**PROBLEM DETAILS**
Rewrite all of the rows below as a numbered list, dropping any blank lines. Omit the pictures from your list.

**Entries taken from a collection**
# # # # # # #

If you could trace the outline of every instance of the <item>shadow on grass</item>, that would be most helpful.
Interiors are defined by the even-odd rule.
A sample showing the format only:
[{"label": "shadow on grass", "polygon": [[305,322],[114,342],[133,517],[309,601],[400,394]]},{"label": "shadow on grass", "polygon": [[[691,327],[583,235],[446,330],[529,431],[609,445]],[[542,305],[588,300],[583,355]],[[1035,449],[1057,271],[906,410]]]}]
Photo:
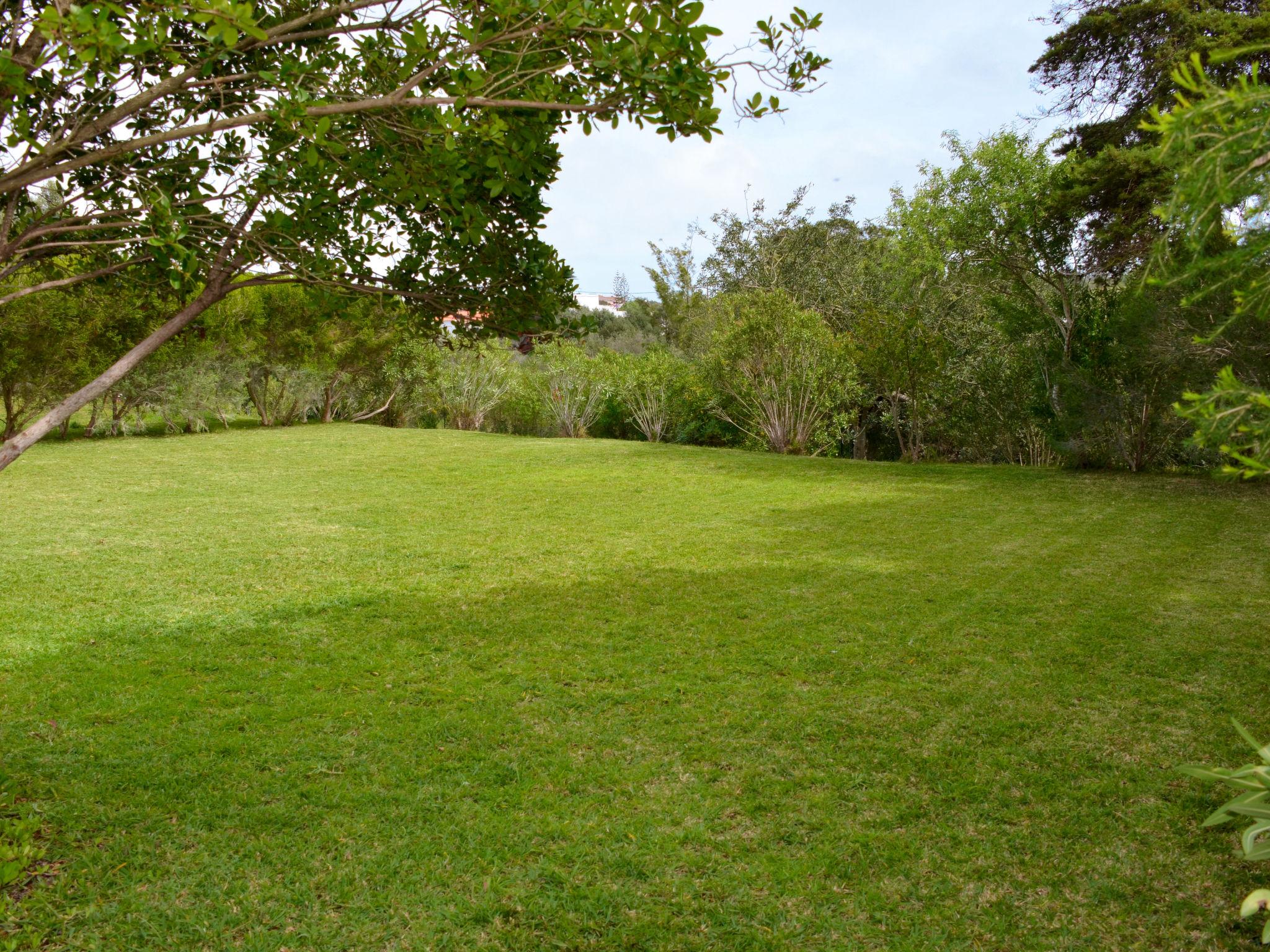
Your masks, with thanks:
[{"label": "shadow on grass", "polygon": [[1196,666],[1194,619],[1148,619],[1134,656],[1129,593],[1099,627],[1060,578],[906,578],[912,542],[84,630],[0,682],[70,861],[28,915],[119,948],[1238,944],[1166,773],[1261,703],[1238,638],[1209,618]]}]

# # # # # # #

**EXERCISE ANSWER**
1. If you could trace the outline of every instance of the <item>shadow on grass</item>, that would be most helpful.
2. Interiors are defined by the even-odd rule.
3. A sample showing the format only:
4. [{"label": "shadow on grass", "polygon": [[305,322],[114,342],[133,517],[309,601],[400,394]]},{"label": "shadow on grass", "polygon": [[[691,327],[583,235],[446,330],[529,431],[609,445]],[[542,305],[588,300],[583,355]],[[1035,449],[1057,271],[906,410]]]}]
5. Photo:
6. Your masks, with thanks:
7. [{"label": "shadow on grass", "polygon": [[1196,666],[1194,619],[1148,619],[1134,656],[1129,593],[1099,627],[1060,578],[906,578],[912,542],[84,630],[0,682],[70,861],[28,915],[119,948],[1238,944],[1166,773],[1261,703],[1238,638],[1209,618]]}]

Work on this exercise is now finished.